SHORT PROBLEM: Return the listing below unchanged, reproducing every line in its original order.

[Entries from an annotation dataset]
*-*-*
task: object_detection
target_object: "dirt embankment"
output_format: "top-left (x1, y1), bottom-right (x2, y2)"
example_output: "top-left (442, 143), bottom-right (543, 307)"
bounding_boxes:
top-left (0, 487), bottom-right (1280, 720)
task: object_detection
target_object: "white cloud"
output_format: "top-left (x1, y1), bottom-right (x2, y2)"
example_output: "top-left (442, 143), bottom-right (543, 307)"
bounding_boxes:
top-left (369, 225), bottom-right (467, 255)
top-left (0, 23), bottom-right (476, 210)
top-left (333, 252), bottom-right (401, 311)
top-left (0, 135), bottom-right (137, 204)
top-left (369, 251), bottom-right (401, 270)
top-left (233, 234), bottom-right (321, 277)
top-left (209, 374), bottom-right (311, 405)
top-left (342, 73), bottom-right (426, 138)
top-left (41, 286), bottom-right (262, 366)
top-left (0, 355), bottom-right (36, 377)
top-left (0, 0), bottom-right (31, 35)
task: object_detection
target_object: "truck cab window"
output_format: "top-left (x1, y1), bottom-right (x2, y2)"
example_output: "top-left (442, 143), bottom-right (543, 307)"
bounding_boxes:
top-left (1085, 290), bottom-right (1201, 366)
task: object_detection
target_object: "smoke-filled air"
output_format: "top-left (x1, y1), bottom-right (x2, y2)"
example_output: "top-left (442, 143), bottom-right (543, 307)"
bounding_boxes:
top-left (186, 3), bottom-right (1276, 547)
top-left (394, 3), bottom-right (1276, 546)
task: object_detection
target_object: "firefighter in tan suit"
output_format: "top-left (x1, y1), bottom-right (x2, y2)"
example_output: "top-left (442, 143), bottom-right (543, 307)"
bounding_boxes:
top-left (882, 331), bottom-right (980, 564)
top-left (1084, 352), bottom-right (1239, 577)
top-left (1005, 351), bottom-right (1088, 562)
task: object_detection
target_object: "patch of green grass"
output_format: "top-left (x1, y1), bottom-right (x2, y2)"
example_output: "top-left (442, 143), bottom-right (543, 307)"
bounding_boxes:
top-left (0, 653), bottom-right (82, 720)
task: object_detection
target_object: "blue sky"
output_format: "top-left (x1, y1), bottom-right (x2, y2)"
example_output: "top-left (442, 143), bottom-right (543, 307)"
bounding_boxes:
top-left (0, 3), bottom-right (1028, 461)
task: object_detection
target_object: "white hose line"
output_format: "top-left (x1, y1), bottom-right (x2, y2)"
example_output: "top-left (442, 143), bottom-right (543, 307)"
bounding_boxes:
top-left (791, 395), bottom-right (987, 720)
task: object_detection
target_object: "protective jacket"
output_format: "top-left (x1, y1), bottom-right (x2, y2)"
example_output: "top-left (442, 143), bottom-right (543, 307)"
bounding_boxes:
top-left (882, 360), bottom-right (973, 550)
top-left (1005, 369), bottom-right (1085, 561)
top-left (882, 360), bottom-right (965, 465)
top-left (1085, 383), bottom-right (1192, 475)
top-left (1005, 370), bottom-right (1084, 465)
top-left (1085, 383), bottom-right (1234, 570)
*-*-*
OUTPUT:
task: object_detection
target_object: "dirt embankment"
output_format: "top-left (x1, y1), bottom-right (x2, y2)"
example_output: "top-left (442, 143), bottom-right (543, 307)"
bounding_boxes:
top-left (0, 487), bottom-right (1280, 720)
task: object_detection
target_object: "white cloud"
output_format: "top-left (x1, y1), bottom-right (x2, y2)"
example_output: "top-left (442, 143), bottom-right (543, 307)"
bounding_boxes:
top-left (369, 225), bottom-right (467, 255)
top-left (0, 23), bottom-right (476, 210)
top-left (333, 252), bottom-right (401, 311)
top-left (0, 135), bottom-right (137, 204)
top-left (369, 251), bottom-right (401, 270)
top-left (233, 234), bottom-right (321, 277)
top-left (209, 374), bottom-right (311, 405)
top-left (342, 73), bottom-right (426, 138)
top-left (41, 286), bottom-right (262, 366)
top-left (0, 355), bottom-right (36, 377)
top-left (0, 0), bottom-right (31, 35)
task: object_detection
target_object: "truck cab window"
output_format: "top-left (x1, y1), bottom-right (x2, y2)"
example_output: "top-left (442, 143), bottom-right (543, 307)"
bounding_boxes:
top-left (1085, 290), bottom-right (1201, 366)
task: object_detection
target_object: "smoke-filled air"
output_format: "top-left (x1, y1), bottom-right (x2, y2)"
example_output: "top-left (442, 143), bottom-right (543, 307)"
bounding_boxes:
top-left (186, 3), bottom-right (1276, 547)
top-left (394, 3), bottom-right (1276, 546)
task: object_detection
target_object: "firefighter in tan suit"
output_format: "top-left (x1, y1), bottom-right (x2, y2)"
example_output: "top-left (442, 143), bottom-right (543, 307)"
bounding_boxes:
top-left (882, 331), bottom-right (980, 564)
top-left (1084, 352), bottom-right (1239, 577)
top-left (1005, 351), bottom-right (1088, 562)
task: object_detection
target_object: "patch of green grass"
output_format: "top-left (x1, y1), bottom-right (x2, y2)"
example_output: "top-left (442, 143), bottom-right (543, 307)"
bounding_boxes:
top-left (0, 653), bottom-right (82, 720)
task: object_detection
target_object: "blue sky"
output_format: "top-left (x1, y1), bottom-right (x2, y2)"
example_output: "top-left (442, 143), bottom-right (543, 307)"
bounding_boxes:
top-left (0, 3), bottom-right (1028, 461)
task: object_detection
target_object: "white hose line"
output_format: "top-left (x1, y1), bottom-right (x2, y2)"
example_output: "top-left (442, 143), bottom-right (543, 307)"
bounding_boxes:
top-left (791, 395), bottom-right (987, 720)
task: object_detection
target_object: "protective jacket"
output_format: "top-left (x1, y1), bottom-right (x2, y2)"
example_output: "top-left (442, 143), bottom-right (543, 307)"
bounding_boxes:
top-left (882, 360), bottom-right (973, 550)
top-left (1005, 369), bottom-right (1085, 561)
top-left (882, 360), bottom-right (965, 465)
top-left (1085, 383), bottom-right (1192, 475)
top-left (1005, 370), bottom-right (1084, 465)
top-left (1085, 383), bottom-right (1234, 570)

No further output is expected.